#### Exercise goal
Retype all of the records below, every line, without changing a single character.

#### Data in this exercise
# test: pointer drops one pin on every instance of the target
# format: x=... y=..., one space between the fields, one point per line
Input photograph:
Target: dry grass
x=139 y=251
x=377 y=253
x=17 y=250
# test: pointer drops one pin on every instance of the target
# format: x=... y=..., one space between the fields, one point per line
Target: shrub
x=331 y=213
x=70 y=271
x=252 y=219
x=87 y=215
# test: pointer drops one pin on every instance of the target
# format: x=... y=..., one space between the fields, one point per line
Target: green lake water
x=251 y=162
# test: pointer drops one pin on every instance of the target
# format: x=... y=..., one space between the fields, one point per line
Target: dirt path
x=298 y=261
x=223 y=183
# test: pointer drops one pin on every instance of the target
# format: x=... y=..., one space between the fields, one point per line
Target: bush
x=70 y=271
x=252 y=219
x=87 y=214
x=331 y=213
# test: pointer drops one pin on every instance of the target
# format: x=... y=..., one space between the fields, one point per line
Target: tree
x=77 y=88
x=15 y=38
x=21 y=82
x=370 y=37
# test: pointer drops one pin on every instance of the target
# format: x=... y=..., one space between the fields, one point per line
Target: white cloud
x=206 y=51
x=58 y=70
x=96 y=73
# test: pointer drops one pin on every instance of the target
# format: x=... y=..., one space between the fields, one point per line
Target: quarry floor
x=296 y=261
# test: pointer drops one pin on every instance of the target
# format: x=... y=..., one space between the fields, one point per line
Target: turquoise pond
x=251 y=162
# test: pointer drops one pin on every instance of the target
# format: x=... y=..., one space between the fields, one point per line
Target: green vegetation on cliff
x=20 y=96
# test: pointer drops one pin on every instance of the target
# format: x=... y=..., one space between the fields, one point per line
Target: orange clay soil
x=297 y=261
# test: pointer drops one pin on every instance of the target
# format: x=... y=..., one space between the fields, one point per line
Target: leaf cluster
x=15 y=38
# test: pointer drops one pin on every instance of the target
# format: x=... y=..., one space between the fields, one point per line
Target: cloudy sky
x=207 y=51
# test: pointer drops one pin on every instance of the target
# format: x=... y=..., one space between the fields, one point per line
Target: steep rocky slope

#### Exercise solution
# test: pointer drops one pin on every instance of the target
# format: x=... y=..., one space between the fields, one point per line
Input photograph:
Target: dry grass
x=139 y=251
x=377 y=253
x=17 y=250
# test: pointer drops one pin on every instance of the target
# format: x=... y=..., one space between the fields, one point per line
Target: shrub
x=331 y=213
x=70 y=271
x=252 y=219
x=87 y=215
# test: pointer drops one pin on every instance of the target
# format: x=... y=..., one space between the fields, one point per line
Target: green lake water
x=251 y=162
# test: pointer drops one pin on every instance of the target
# format: x=... y=..., one space between the fields, one point per line
Target: dirt path
x=298 y=261
x=223 y=183
# test: pointer drops one pin on every instance of the target
# format: x=... y=..., one space between the fields, one point per line
Target: bush
x=70 y=271
x=252 y=219
x=87 y=214
x=331 y=213
# test: pointer drops one pin on every instance of the target
# format: x=... y=..., one space between the fields, one point per line
Target: tree
x=77 y=88
x=15 y=38
x=21 y=82
x=370 y=37
# test: pointer drops one pin on every instance of the target
# format: x=... y=..., one space between the fields, one point per line
Target: white cloud
x=206 y=51
x=58 y=70
x=96 y=73
# test: pointer drops one pin on every instance of the target
# format: x=... y=..., one space between the fields, one point per line
Target: quarry floor
x=296 y=261
# test: pointer drops one pin on every instance of the target
# format: x=... y=..., one space between the fields, one point per line
Target: turquoise pond
x=251 y=162
# test: pointer drops one pin on every instance of the target
# format: x=... y=..., one space between the fields, one point per line
Target: green vegetation on cliff
x=20 y=96
# test: pointer drops one pin on every instance of the target
# format: x=... y=..., one space between the fields, one point per line
Target: orange clay soil
x=297 y=261
# test: pointer drops one pin on every instance of the target
# format: x=... y=..., one space between the fields, one point per line
Target: leaf cluster
x=15 y=38
# test: pointer drops one pin on every instance of the target
# format: x=... y=..., one space between the fields, one point per line
Target: cloudy sky
x=207 y=51
# test: pointer drops one pin on every instance of the target
# format: x=... y=..., one space between the fields, one point per line
Target: steep rocky slope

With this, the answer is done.